» **Dataset rows on object pointing**:
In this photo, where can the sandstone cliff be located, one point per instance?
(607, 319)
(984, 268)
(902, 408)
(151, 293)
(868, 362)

» **What you are asked to do**:
Please render the rows above as a two-column CSV with the columns "text" and "answer," one line per row. Put each row's text and its answer in its own quoted field, and replace any line breaks with spaces.

» **Result of this task**:
text,answer
"In this photo, where can the sandstone cliff be located, one point per instance?","(607, 319) (984, 268) (902, 408) (151, 293) (868, 362)"